OBJECTIVE
Each line that follows should be printed again exactly as it stands.

——

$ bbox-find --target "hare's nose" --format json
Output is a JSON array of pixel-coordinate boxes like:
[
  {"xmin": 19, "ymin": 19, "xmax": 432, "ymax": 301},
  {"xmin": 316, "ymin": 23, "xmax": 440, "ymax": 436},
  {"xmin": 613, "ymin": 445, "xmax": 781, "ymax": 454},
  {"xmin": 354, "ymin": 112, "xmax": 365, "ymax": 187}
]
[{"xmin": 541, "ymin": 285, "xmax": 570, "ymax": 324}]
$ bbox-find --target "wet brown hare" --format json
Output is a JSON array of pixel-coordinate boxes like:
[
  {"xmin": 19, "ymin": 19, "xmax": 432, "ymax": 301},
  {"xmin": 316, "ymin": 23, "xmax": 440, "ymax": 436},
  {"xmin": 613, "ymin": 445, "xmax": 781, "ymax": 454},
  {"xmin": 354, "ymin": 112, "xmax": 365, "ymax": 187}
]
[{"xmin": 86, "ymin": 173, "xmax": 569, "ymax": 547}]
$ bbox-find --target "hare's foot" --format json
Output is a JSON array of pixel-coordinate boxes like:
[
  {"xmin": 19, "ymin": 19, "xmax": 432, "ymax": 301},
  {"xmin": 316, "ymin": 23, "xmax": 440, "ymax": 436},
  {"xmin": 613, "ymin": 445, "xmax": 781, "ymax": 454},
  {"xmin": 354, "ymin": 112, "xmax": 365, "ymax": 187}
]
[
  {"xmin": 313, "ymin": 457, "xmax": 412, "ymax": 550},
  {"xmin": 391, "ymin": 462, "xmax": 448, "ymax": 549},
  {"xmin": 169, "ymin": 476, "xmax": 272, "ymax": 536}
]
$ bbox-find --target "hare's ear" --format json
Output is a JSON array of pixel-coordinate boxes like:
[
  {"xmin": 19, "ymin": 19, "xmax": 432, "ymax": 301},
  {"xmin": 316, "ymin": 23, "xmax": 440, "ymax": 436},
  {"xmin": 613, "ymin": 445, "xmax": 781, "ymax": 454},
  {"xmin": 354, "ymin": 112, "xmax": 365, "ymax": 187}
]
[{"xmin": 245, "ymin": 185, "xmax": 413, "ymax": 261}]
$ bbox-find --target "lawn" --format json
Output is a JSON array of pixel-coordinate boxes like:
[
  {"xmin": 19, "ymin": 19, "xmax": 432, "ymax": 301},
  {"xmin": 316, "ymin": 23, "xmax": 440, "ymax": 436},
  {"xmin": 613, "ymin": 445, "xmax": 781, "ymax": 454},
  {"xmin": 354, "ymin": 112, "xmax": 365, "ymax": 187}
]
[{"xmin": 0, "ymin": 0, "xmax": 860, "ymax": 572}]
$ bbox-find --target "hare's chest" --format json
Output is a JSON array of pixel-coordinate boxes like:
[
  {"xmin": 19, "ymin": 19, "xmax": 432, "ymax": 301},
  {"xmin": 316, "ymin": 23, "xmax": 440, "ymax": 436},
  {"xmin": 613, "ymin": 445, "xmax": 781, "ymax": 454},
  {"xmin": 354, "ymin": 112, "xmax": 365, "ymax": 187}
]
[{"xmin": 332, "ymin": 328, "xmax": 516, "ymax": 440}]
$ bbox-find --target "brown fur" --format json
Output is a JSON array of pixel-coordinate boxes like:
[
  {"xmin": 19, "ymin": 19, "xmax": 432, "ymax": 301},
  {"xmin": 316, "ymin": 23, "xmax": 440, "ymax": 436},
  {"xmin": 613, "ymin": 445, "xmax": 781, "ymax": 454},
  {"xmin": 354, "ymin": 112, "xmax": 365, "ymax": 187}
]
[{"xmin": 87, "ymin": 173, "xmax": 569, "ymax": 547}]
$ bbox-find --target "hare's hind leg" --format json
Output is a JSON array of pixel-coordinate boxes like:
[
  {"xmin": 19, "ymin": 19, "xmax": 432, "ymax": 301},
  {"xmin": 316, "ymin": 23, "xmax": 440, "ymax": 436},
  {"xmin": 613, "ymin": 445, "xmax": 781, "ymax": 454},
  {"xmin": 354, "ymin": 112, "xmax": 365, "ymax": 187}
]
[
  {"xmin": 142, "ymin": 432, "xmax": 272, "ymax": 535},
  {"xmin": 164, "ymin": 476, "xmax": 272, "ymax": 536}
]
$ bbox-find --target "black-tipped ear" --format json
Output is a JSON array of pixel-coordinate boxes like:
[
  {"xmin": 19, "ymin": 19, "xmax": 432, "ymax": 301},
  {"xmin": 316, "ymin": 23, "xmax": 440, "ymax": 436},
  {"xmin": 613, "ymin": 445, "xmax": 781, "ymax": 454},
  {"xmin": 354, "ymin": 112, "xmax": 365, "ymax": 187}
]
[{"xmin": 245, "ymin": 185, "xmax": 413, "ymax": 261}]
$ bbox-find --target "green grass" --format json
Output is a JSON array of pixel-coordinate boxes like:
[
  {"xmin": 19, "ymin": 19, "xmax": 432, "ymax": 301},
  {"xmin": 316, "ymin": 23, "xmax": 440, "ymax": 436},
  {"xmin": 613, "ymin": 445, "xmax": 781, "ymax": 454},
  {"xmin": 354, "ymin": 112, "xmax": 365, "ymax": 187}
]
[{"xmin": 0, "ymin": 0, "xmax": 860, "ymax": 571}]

——

ANSWER
$ bbox-find --target "hare's nose" --format json
Output is a JSON array of pixel-coordinate boxes like:
[
  {"xmin": 19, "ymin": 19, "xmax": 432, "ymax": 301},
  {"xmin": 316, "ymin": 23, "xmax": 440, "ymax": 436},
  {"xmin": 613, "ymin": 445, "xmax": 781, "ymax": 454},
  {"xmin": 354, "ymin": 112, "xmax": 365, "ymax": 187}
]
[{"xmin": 541, "ymin": 285, "xmax": 570, "ymax": 324}]
$ bbox-find --target "wet brown hare" --format json
Output is a JSON array of pixel-coordinate boxes like:
[
  {"xmin": 19, "ymin": 19, "xmax": 432, "ymax": 301},
  {"xmin": 316, "ymin": 23, "xmax": 440, "ymax": 436},
  {"xmin": 613, "ymin": 445, "xmax": 781, "ymax": 454},
  {"xmin": 354, "ymin": 112, "xmax": 365, "ymax": 187}
]
[{"xmin": 86, "ymin": 173, "xmax": 569, "ymax": 547}]
$ bbox-find --target "hare's foot" --format json
Output is a JSON array of pixel-coordinate boxes like:
[
  {"xmin": 19, "ymin": 19, "xmax": 432, "ymax": 301},
  {"xmin": 316, "ymin": 23, "xmax": 440, "ymax": 436},
  {"xmin": 613, "ymin": 445, "xmax": 781, "ymax": 454},
  {"xmin": 354, "ymin": 112, "xmax": 365, "ymax": 187}
]
[
  {"xmin": 313, "ymin": 457, "xmax": 412, "ymax": 550},
  {"xmin": 391, "ymin": 462, "xmax": 448, "ymax": 549},
  {"xmin": 169, "ymin": 476, "xmax": 272, "ymax": 536}
]
$ bbox-find --target "hare's ear" --format json
Output is a JSON array of pixel-coordinate boxes like:
[
  {"xmin": 19, "ymin": 19, "xmax": 432, "ymax": 301},
  {"xmin": 316, "ymin": 23, "xmax": 440, "ymax": 436},
  {"xmin": 613, "ymin": 445, "xmax": 781, "ymax": 454},
  {"xmin": 354, "ymin": 112, "xmax": 365, "ymax": 187}
]
[{"xmin": 245, "ymin": 185, "xmax": 413, "ymax": 261}]
$ bbox-find --target "lawn" --format json
Output is a JSON array of pixel-coordinate boxes like:
[
  {"xmin": 19, "ymin": 19, "xmax": 432, "ymax": 301},
  {"xmin": 316, "ymin": 23, "xmax": 440, "ymax": 436},
  {"xmin": 613, "ymin": 445, "xmax": 781, "ymax": 454},
  {"xmin": 354, "ymin": 112, "xmax": 365, "ymax": 187}
]
[{"xmin": 0, "ymin": 0, "xmax": 860, "ymax": 572}]
$ bbox-find --target "hare's chest" --format json
Output is a JSON array of pixel-coordinate boxes like:
[
  {"xmin": 19, "ymin": 19, "xmax": 432, "ymax": 301},
  {"xmin": 316, "ymin": 23, "xmax": 440, "ymax": 436},
  {"xmin": 613, "ymin": 445, "xmax": 781, "ymax": 454},
  {"xmin": 354, "ymin": 112, "xmax": 365, "ymax": 187}
]
[{"xmin": 332, "ymin": 328, "xmax": 516, "ymax": 440}]
$ bbox-find --target "brown fur" --format json
Output is a JSON array of pixel-coordinate boxes like:
[
  {"xmin": 19, "ymin": 19, "xmax": 432, "ymax": 301},
  {"xmin": 316, "ymin": 23, "xmax": 440, "ymax": 436},
  {"xmin": 613, "ymin": 445, "xmax": 781, "ymax": 454},
  {"xmin": 354, "ymin": 112, "xmax": 365, "ymax": 187}
]
[{"xmin": 87, "ymin": 173, "xmax": 569, "ymax": 547}]
$ bbox-find --target "hare's hind leg" --format json
Output is a JSON array of pixel-coordinate boxes like:
[
  {"xmin": 19, "ymin": 19, "xmax": 432, "ymax": 301},
  {"xmin": 316, "ymin": 23, "xmax": 440, "ymax": 436},
  {"xmin": 613, "ymin": 445, "xmax": 781, "ymax": 454},
  {"xmin": 354, "ymin": 112, "xmax": 365, "ymax": 187}
]
[
  {"xmin": 142, "ymin": 432, "xmax": 272, "ymax": 535},
  {"xmin": 164, "ymin": 476, "xmax": 272, "ymax": 536}
]
$ bbox-find --target "black-tipped ear" --format json
Output is a JSON array of pixel-coordinate boxes like:
[
  {"xmin": 19, "ymin": 19, "xmax": 432, "ymax": 301},
  {"xmin": 316, "ymin": 23, "xmax": 440, "ymax": 436},
  {"xmin": 613, "ymin": 445, "xmax": 781, "ymax": 454},
  {"xmin": 354, "ymin": 112, "xmax": 365, "ymax": 187}
]
[{"xmin": 245, "ymin": 185, "xmax": 413, "ymax": 261}]
$ bbox-find --target "green grass" --format json
Output is a JSON array of pixel-coordinate boxes like:
[
  {"xmin": 19, "ymin": 19, "xmax": 432, "ymax": 301},
  {"xmin": 316, "ymin": 23, "xmax": 440, "ymax": 436},
  {"xmin": 613, "ymin": 445, "xmax": 781, "ymax": 454},
  {"xmin": 354, "ymin": 112, "xmax": 365, "ymax": 187}
]
[{"xmin": 0, "ymin": 0, "xmax": 860, "ymax": 571}]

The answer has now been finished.